*** Opening Data provided ***
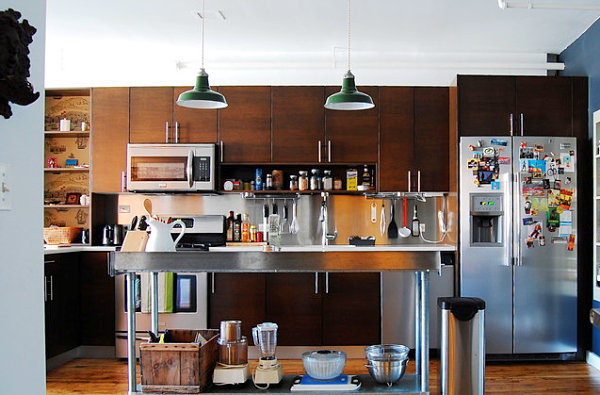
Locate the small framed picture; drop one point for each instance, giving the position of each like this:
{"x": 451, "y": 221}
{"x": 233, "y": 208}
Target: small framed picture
{"x": 72, "y": 198}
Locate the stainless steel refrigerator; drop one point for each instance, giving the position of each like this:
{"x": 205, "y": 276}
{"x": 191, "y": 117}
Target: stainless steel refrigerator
{"x": 518, "y": 236}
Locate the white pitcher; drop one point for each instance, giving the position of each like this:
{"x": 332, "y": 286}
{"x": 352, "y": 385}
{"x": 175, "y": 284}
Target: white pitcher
{"x": 160, "y": 235}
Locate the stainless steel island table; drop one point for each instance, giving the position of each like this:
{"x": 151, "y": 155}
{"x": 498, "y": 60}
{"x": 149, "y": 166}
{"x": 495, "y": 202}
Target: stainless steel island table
{"x": 420, "y": 260}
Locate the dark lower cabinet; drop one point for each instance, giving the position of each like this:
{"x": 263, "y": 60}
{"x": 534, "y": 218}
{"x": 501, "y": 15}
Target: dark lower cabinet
{"x": 323, "y": 310}
{"x": 61, "y": 277}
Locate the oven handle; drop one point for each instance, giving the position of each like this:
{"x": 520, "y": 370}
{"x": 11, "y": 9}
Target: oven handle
{"x": 190, "y": 168}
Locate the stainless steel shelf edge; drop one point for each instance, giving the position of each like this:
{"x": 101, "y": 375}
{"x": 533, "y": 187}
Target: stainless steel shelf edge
{"x": 275, "y": 262}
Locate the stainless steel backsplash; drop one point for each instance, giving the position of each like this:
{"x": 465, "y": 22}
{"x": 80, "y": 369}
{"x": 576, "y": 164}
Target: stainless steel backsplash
{"x": 350, "y": 215}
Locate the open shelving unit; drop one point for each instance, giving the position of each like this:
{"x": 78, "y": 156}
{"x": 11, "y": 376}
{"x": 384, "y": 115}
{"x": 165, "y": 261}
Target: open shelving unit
{"x": 65, "y": 183}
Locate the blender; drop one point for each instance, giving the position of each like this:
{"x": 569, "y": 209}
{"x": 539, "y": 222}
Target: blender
{"x": 232, "y": 367}
{"x": 268, "y": 371}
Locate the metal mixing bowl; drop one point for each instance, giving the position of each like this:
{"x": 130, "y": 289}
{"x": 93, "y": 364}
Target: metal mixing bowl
{"x": 387, "y": 372}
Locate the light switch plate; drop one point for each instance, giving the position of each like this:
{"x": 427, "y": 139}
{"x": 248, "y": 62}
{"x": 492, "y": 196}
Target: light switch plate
{"x": 5, "y": 196}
*** Closing Data provided ***
**Brief**
All of the entries above are to be written out exactly, with no pictures.

**Solution to the problem**
Locate the small framed picture; drop one point for each instance, giving the position of each like this:
{"x": 451, "y": 221}
{"x": 233, "y": 208}
Target: small framed picture
{"x": 72, "y": 198}
Locate the stainless steel refrigerator; drop one point for each instance, giving the position of each like this:
{"x": 205, "y": 276}
{"x": 191, "y": 117}
Target: stainless steel refrigerator
{"x": 518, "y": 236}
Locate the white pitcher; drop one point for each instance, giving the position of each like this:
{"x": 332, "y": 286}
{"x": 352, "y": 385}
{"x": 175, "y": 284}
Target: white pitcher
{"x": 160, "y": 235}
Locate the stainless steel island table; drop one point for each instance, giving the position of each like this:
{"x": 151, "y": 155}
{"x": 498, "y": 60}
{"x": 149, "y": 166}
{"x": 495, "y": 202}
Target: stainless steel island table
{"x": 420, "y": 260}
Locate the dark lower cabinet; drop one point for each instance, giving the position of each like this:
{"x": 263, "y": 60}
{"x": 534, "y": 218}
{"x": 501, "y": 15}
Target: dark lower cabinet
{"x": 323, "y": 310}
{"x": 61, "y": 277}
Locate the oven handle; drop one point for each instance, giving the position of each like this:
{"x": 520, "y": 370}
{"x": 11, "y": 9}
Target: oven handle
{"x": 190, "y": 168}
Locate the stainless steel shelf edge; drop one point for each instance, giving the position of each like this:
{"x": 101, "y": 375}
{"x": 533, "y": 187}
Target: stainless steel shelf edge
{"x": 275, "y": 262}
Locate the stainless steel backsplash; drop one point for each instance, giving the position of each like this:
{"x": 465, "y": 22}
{"x": 80, "y": 369}
{"x": 576, "y": 164}
Target: stainless steel backsplash
{"x": 350, "y": 215}
Locate the open shelving unit; drop one point for each instance, giving the position of each like this:
{"x": 78, "y": 156}
{"x": 11, "y": 376}
{"x": 384, "y": 115}
{"x": 165, "y": 261}
Target: open shelving unit
{"x": 65, "y": 183}
Locate the blender; drop one point for each instance, giving the position of each like this:
{"x": 569, "y": 209}
{"x": 539, "y": 222}
Target: blender
{"x": 232, "y": 367}
{"x": 268, "y": 371}
Locate the metal mixing bowl; drop one point for each instance, giving the position of each like this:
{"x": 130, "y": 289}
{"x": 93, "y": 364}
Target: metal mixing bowl
{"x": 387, "y": 372}
Locate the light switch plate; drop one point for each instance, giving the position of each like this:
{"x": 427, "y": 139}
{"x": 248, "y": 62}
{"x": 492, "y": 196}
Target: light switch plate
{"x": 5, "y": 196}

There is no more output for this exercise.